**INSTRUCTIONS FOR THE TASK**: Print each entry verbatim.
________
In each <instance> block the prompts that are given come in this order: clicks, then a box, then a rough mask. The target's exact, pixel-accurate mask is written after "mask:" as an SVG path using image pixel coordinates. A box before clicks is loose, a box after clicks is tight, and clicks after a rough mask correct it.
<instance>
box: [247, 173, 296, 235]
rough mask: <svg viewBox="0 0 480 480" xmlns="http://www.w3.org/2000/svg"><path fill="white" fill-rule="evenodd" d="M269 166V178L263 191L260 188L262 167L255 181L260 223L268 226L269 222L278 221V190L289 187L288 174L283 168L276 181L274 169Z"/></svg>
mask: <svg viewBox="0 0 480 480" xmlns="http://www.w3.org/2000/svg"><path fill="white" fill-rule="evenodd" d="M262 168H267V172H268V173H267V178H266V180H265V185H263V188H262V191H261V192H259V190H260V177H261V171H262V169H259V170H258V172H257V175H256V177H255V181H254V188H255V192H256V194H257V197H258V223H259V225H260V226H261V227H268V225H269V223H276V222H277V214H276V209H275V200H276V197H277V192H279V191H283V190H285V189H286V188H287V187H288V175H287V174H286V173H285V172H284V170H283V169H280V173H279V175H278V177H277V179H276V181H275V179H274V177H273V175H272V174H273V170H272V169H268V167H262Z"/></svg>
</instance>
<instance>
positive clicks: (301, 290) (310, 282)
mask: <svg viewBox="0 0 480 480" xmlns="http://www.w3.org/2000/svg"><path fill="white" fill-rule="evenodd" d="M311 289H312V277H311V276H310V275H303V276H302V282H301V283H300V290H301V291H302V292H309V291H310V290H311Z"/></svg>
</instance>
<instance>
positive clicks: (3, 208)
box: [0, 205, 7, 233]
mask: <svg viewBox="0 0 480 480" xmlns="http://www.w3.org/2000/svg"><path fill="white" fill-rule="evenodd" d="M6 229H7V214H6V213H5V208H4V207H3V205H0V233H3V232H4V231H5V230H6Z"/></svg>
________
**ANSWER TO THIS EXERCISE**:
In each <instance> block the prompts that are given come in this order: clicks, then a box, then a rough mask. The target's exact, pixel-accurate mask is written after "mask:" as an SVG path using image pixel coordinates. A box before clicks is loose, a box after clicks is tight, and clicks after a rough mask correct it.
<instance>
box: [247, 173, 296, 235]
rough mask: <svg viewBox="0 0 480 480" xmlns="http://www.w3.org/2000/svg"><path fill="white" fill-rule="evenodd" d="M269 166V178L263 191L260 188L262 167L255 181L260 223L268 226L269 222L278 221V190L289 187L288 174L283 168L276 181L274 169Z"/></svg>
mask: <svg viewBox="0 0 480 480" xmlns="http://www.w3.org/2000/svg"><path fill="white" fill-rule="evenodd" d="M262 168H267V172H268V173H267V178H266V180H265V185H263V188H262V191H261V192H259V190H260V177H261V171H262V169H259V170H258V172H257V175H256V177H255V181H254V188H255V192H256V194H257V197H258V223H259V225H260V226H261V227H268V225H269V223H276V222H277V214H276V209H275V200H276V197H277V192H279V191H283V190H285V189H286V188H287V187H288V175H287V174H286V173H285V172H284V170H283V169H280V173H279V175H278V177H277V179H276V181H275V179H274V177H273V175H272V174H273V170H272V169H268V167H262Z"/></svg>
</instance>
<instance>
positive clicks: (301, 290) (310, 282)
mask: <svg viewBox="0 0 480 480" xmlns="http://www.w3.org/2000/svg"><path fill="white" fill-rule="evenodd" d="M311 289H312V277H311V276H310V275H303V276H302V282H301V283H300V290H301V291H302V292H309V291H310V290H311Z"/></svg>
</instance>
<instance>
positive clicks: (3, 208)
box: [0, 205, 7, 233]
mask: <svg viewBox="0 0 480 480" xmlns="http://www.w3.org/2000/svg"><path fill="white" fill-rule="evenodd" d="M6 229H7V214H6V213H5V208H4V207H3V205H0V233H3V232H4V231H5V230H6Z"/></svg>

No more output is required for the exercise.